WHAT YOU WILL DO: Output, exactly as written, the lines of the data below from the one containing "Point out shrub" to the end.

SUPPLIED RECORDS:
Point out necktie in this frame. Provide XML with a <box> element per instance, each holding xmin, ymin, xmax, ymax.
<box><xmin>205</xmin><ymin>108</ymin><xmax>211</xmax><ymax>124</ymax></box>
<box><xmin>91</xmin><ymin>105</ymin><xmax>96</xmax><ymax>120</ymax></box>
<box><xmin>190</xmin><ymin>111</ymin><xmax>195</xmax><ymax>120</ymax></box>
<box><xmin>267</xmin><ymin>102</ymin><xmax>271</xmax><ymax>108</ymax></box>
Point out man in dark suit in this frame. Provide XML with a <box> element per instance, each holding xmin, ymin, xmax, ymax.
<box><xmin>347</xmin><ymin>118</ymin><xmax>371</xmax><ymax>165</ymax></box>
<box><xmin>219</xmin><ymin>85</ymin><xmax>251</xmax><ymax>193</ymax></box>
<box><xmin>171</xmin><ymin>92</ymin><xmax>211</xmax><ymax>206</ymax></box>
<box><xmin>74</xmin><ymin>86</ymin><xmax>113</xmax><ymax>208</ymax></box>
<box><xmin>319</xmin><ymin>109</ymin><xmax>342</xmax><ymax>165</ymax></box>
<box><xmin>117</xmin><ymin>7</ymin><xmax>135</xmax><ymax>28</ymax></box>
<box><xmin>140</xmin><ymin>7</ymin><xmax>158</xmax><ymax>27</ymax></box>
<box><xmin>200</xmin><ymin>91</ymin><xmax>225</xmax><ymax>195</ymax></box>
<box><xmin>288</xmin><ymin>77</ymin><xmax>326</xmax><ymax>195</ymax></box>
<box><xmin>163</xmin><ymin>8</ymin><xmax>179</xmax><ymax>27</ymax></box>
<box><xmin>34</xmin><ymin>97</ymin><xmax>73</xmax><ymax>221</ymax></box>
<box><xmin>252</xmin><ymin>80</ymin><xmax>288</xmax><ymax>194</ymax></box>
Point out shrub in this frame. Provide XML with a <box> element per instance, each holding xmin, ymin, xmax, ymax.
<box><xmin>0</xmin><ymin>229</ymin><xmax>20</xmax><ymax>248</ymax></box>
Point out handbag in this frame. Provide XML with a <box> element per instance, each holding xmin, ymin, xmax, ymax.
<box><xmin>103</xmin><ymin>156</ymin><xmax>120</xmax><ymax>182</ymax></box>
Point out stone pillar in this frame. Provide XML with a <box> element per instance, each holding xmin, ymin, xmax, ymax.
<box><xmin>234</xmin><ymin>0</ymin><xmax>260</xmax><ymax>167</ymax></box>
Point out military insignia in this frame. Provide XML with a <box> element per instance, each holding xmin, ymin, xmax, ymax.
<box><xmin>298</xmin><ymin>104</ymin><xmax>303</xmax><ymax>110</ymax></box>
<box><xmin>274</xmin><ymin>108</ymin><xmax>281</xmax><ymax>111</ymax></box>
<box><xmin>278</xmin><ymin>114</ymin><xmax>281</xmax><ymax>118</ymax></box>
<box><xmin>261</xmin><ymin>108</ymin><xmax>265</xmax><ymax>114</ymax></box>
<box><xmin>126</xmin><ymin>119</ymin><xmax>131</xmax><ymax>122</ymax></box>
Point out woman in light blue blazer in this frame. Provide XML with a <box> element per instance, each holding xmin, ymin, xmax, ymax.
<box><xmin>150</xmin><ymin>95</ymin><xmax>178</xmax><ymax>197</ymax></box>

WRITTEN REPLY:
Point out shrub in this frame. Provide XML with a <box> element per instance, each holding xmin, ymin, xmax, ymax.
<box><xmin>0</xmin><ymin>229</ymin><xmax>20</xmax><ymax>248</ymax></box>
Point out handbag in this frame. Provide XML with a <box> element per instance, each holding xmin, ymin, xmax, ymax.
<box><xmin>103</xmin><ymin>156</ymin><xmax>120</xmax><ymax>182</ymax></box>
Point out stone pillar in this frame. Provide XML with a <box> element per instance, each holding xmin, ymin, xmax, ymax.
<box><xmin>234</xmin><ymin>0</ymin><xmax>260</xmax><ymax>167</ymax></box>
Point out military insignia in this frame. Provide XML with a <box> element per instance, each holding xmin, ymin, xmax, ymax.
<box><xmin>298</xmin><ymin>104</ymin><xmax>303</xmax><ymax>110</ymax></box>
<box><xmin>274</xmin><ymin>108</ymin><xmax>281</xmax><ymax>111</ymax></box>
<box><xmin>278</xmin><ymin>114</ymin><xmax>281</xmax><ymax>118</ymax></box>
<box><xmin>261</xmin><ymin>108</ymin><xmax>265</xmax><ymax>114</ymax></box>
<box><xmin>126</xmin><ymin>119</ymin><xmax>131</xmax><ymax>122</ymax></box>
Point out woman in light blue blazer in this frame. Provide XML with a <box> element per instance, each holding xmin, ymin, xmax, ymax.
<box><xmin>150</xmin><ymin>95</ymin><xmax>178</xmax><ymax>197</ymax></box>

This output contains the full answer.